§ **Source extract**:
######
Angry beyond belief, I called McVeigh's attorney and asked what they were doing. Since this all occurred on a weekend I could take no legal action to stop the building's destruction. McVeigh's attorney told me, "Oh yes, we are going to allow the building to be destroyed." "Why?" I demanded. "Because we could not afford to pay the retainer fee that the Kennedy and Associates firm wanted," he answered.

Shocked by this feeble explanation, I asked, "Well, just how much do they want?" McVeigh's attorney floored me: "$30,000," he said. "And we have no resources to pay it, because we are a court-appointed attorney and there are no funds for this purpose."

"For God's sake!" I screamed at him. "I will raise the money! I will pay the fee! There is too much at stake for America. How," I demanded, "can McVeigh go along with wanting that building destroyed, when that building is the one thing that can tell America the story of what really happened? I will get you the money, somehow, but don't refuse to keep the building up for that reason!"

My protests were futile. Within hours of my call, by mutual agreement between McVeigh's attorneys and the government prosecutors, the building was destroyed, and any evidence was destroyed with it.


What really did happen in Oklahoma City? Without violating any federal laws, the following is my best estimate on what transpired and how, based upon countless meetings with witnesses, victims, experts, and information gathered by my own investigative team led by Ted Gunderson. The "why" of all of this, is what I do not know in detail -- at least not yet.
######
§ **What to produce**:
Reproduce verbatim the portion of the passage on the Oklahoma City building that begins at "My protests were" and stops after "least not yet.". The listing that comes next is separate material and does not belong to the passage on the Oklahoma City building.

§ **Raw data**:
######
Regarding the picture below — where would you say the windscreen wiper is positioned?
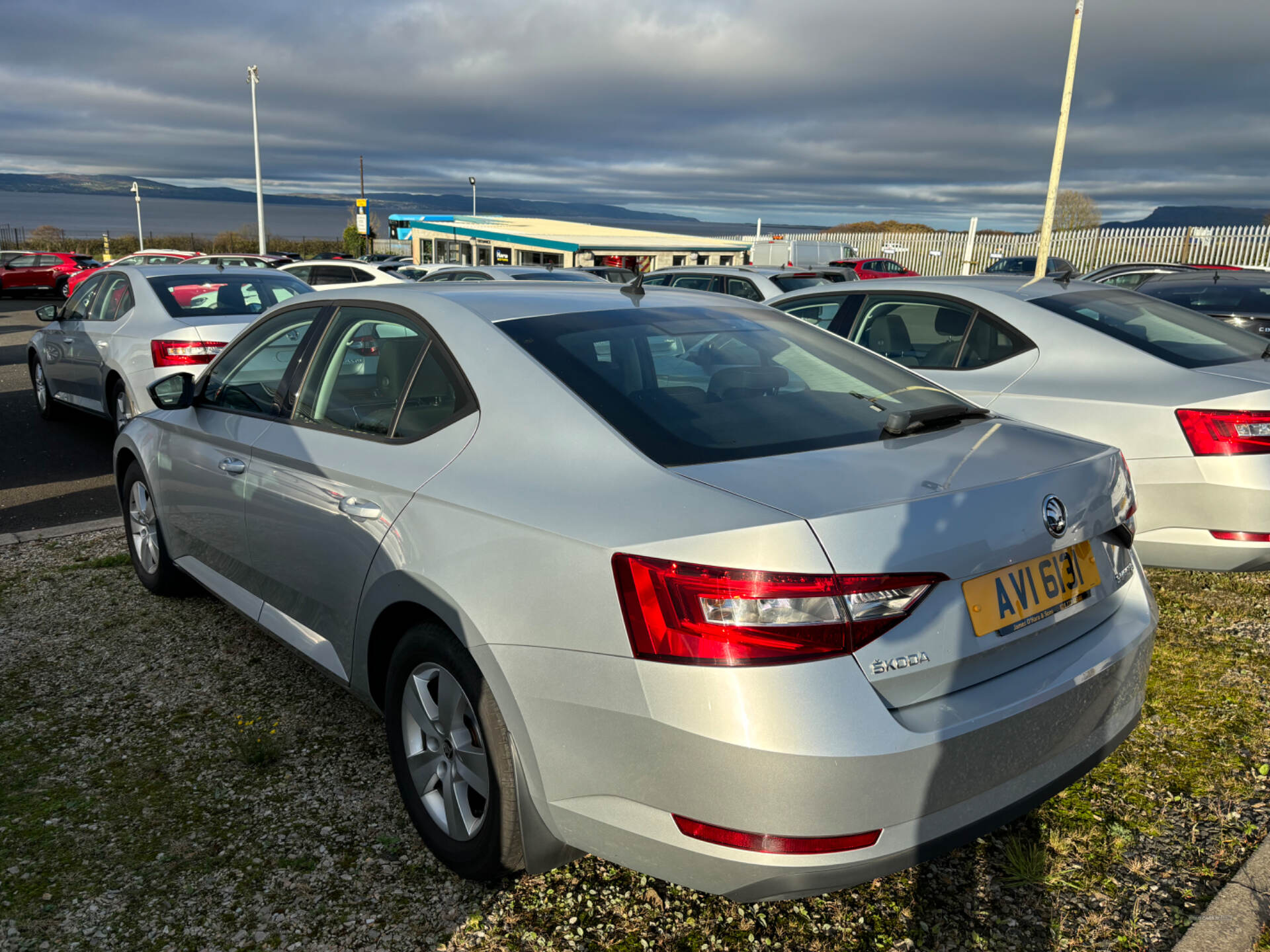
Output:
[881,404,992,436]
######
§ **Answer in full**:
My protests were futile. Within hours of my call, by mutual agreement between McVeigh's attorneys and the government prosecutors, the building was destroyed, and any evidence was destroyed with it.


What really did happen in Oklahoma City? Without violating any federal laws, the following is my best estimate on what transpired and how, based upon countless meetings with witnesses, victims, experts, and information gathered by my own investigative team led by Ted Gunderson. The "why" of all of this, is what I do not know in detail -- at least not yet.